* Task list *
1. In the Focus and Leverage post, whose book does the author turn to for simple, common-sense ideas?
2. Reproduce word for word the part of the Focus and Leverage post that opens with the words "2. Avoid downtime" and closes with "of lost throughput.".

* Excerpt provided *

++++++++

Monday, March 10, 2014

Focus and Leverage Part 319

In my last posting I said we would now discuss Goldratt’s second step, exploitation.  Here’s where applying the tools of Lean and/or Six Sigma come into play as well as some common sense things to do first.  The fact of the matter is that since the system constraint controls the throughput of any process, any minute reduced or gained is a positive thing in terms of process throughput.  Before we look at how we might use Lean and/or Six Sigma to exploit the constraint, let’s look at some simple, common sense changes that can be made to the process that are essentially free.  Again we turn to Steven Bragg’s book for some ideas.  As I said in my previous posting, all of the concepts presented in this posting apply to all process types.  As such, we will consider their application to both a manufacturing process and a healthcare process.  Let’s take a look at our 4-step process we introduced earlier.


  1. Cover break time.  Bragg tells us that when employees stop a constrained resource to take a break or lunch, the company will suffer lost throughput that could have been generated if the constrained resource hadn’t been stopped.  In this process we had identified Step 3 as the bottleneck operation requiring 90 minutes to complete work.  Let’s assume that this was a 2-shift operation which means that we have 16 hours, or 960 minutes (i.e. 16 hours x 60 minutes/hour = 960 minutes) of capacity on the constraint.  If it takes 90 minutes to treat a patient or produce a product, then in 960 minutes, assuming no downtime, we could process 10.66666 parts or patients in the two shifts of operation.  What does this number look like if we don’t relieve the constraint during breaks and lunch?  Assuming the operator gets two, fifteen minute breaks and one 30 minute lunch period on each shift, then theoretically we would lose 120 minutes of constraint time per day in a 2-shift operation.  This leaves only 960-120 = 840 minutes of constraint time.  This translates into 9.333 parts produced or patients treated in the same 2-shift operation.  So by not relieving the constraint operation during breaks and lunches, we lose 1.33 parts/patients of capacity each day.
  2. Avoid downtime during shift changes.  It’s quite common in many organizations to actually shut down operations during the changing of shifts to allow out-going operators to “clean-up” their operations and for in-coming operators to review the schedule and attend meetings.  Let’s assume that this changeover of shifts accounts for 30 minutes (i.e. 15 minutes each for out-going and in-coming operators) of downtime at the constraint.  Bragg tells us that by having overlapping shifts, this downtime disappears.  The total loss of throughput due to shift-changes is then, 30 minutes or 0.3333 patients or parts.  Adding these first two ideas together, we are now up to 1.6666 parts/patients of lost throughput.

++++++++

* Region pointing data *

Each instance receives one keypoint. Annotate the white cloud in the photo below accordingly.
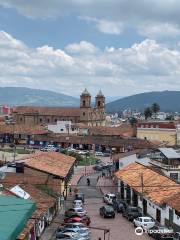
(83, 47)
(159, 30)
(105, 26)
(152, 18)
(145, 66)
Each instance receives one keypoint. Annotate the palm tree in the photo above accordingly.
(147, 112)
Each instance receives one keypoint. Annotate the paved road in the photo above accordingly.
(120, 228)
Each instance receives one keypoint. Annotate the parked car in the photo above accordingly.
(161, 233)
(98, 167)
(144, 222)
(75, 225)
(71, 213)
(131, 213)
(81, 232)
(81, 212)
(100, 154)
(119, 205)
(109, 197)
(107, 211)
(85, 220)
(176, 236)
(80, 196)
(77, 203)
(61, 235)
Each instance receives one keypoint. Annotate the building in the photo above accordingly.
(168, 161)
(55, 167)
(165, 132)
(155, 194)
(14, 219)
(64, 127)
(92, 116)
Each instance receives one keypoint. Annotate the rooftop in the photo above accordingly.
(14, 216)
(157, 188)
(54, 163)
(74, 112)
(169, 153)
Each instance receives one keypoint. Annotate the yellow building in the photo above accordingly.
(165, 132)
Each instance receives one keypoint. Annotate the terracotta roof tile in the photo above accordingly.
(48, 111)
(157, 188)
(23, 129)
(51, 162)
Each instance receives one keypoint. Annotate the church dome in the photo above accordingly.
(100, 94)
(85, 93)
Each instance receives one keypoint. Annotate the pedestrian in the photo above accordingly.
(88, 182)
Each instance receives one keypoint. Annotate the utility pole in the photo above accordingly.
(142, 189)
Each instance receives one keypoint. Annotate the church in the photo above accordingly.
(86, 113)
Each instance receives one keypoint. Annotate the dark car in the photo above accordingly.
(85, 220)
(71, 213)
(80, 196)
(119, 205)
(107, 211)
(131, 213)
(161, 233)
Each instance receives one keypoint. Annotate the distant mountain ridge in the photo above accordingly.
(17, 96)
(168, 100)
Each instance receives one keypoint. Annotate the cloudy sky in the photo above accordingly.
(121, 46)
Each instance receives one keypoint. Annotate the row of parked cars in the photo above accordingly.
(134, 215)
(76, 222)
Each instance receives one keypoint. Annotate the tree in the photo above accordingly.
(147, 112)
(155, 108)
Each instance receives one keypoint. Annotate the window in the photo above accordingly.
(174, 176)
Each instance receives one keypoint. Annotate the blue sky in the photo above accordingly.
(121, 46)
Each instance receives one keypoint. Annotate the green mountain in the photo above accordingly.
(16, 96)
(168, 100)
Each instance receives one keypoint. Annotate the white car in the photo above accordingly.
(100, 154)
(144, 222)
(109, 197)
(77, 203)
(80, 211)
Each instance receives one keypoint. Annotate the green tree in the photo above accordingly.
(133, 121)
(155, 108)
(147, 112)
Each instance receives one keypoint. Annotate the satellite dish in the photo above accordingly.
(2, 175)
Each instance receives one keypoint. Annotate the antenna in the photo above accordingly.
(2, 175)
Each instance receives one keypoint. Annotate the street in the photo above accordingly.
(120, 228)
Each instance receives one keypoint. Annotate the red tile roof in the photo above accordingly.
(54, 163)
(163, 125)
(23, 129)
(157, 188)
(75, 112)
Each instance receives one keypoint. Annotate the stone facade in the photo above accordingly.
(92, 116)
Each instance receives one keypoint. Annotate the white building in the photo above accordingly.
(64, 127)
(142, 187)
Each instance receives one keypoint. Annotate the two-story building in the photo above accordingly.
(168, 161)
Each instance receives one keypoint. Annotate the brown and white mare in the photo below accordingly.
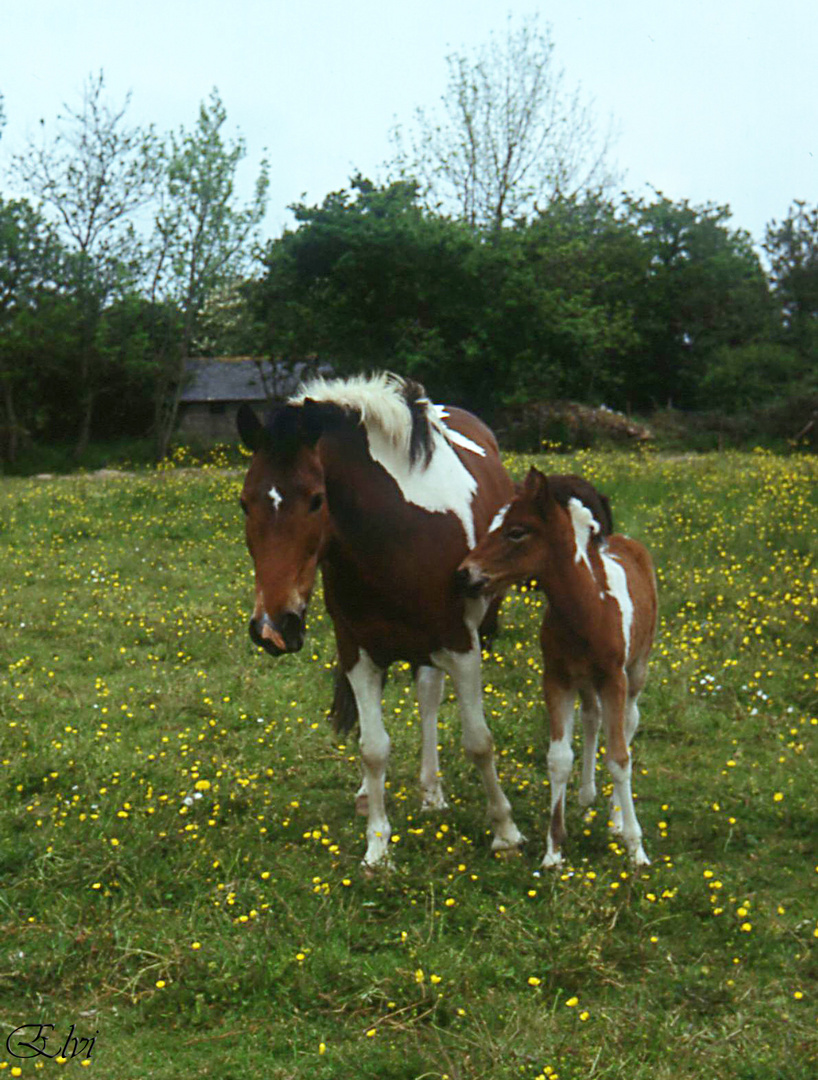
(595, 637)
(386, 493)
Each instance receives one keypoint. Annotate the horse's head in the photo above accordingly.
(286, 522)
(517, 544)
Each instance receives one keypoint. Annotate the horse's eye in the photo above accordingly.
(515, 534)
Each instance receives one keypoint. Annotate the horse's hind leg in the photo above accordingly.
(429, 687)
(366, 682)
(477, 740)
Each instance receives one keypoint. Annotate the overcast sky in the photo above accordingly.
(713, 100)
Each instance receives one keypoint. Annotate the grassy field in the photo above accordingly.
(180, 859)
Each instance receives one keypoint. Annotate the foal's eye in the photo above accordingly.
(515, 534)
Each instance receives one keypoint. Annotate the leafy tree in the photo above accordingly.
(509, 135)
(792, 247)
(91, 178)
(703, 291)
(202, 238)
(29, 258)
(367, 280)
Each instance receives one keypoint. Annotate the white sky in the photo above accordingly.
(714, 100)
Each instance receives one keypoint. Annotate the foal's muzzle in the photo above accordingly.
(470, 581)
(281, 635)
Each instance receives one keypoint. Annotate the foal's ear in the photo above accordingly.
(250, 427)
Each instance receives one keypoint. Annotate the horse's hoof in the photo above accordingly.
(510, 842)
(373, 867)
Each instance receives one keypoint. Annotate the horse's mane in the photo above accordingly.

++++++++

* Answers by item number *
1. Steven Bragg's book.

2.
2. Avoid downtime during shift changes.  It’s quite common in many organizations to actually shut down operations during the changing of shifts to allow out-going operators to “clean-up” their operations and for in-coming operators to review the schedule and attend meetings.  Let’s assume that this changeover of shifts accounts for 30 minutes (i.e. 15 minutes each for out-going and in-coming operators) of downtime at the constraint.  Bragg tells us that by having overlapping shifts, this downtime disappears.  The total loss of throughput due to shift-changes is then, 30 minutes or 0.3333 patients or parts.  Adding these first two ideas together, we are now up to 1.6666 parts/patients of lost throughput.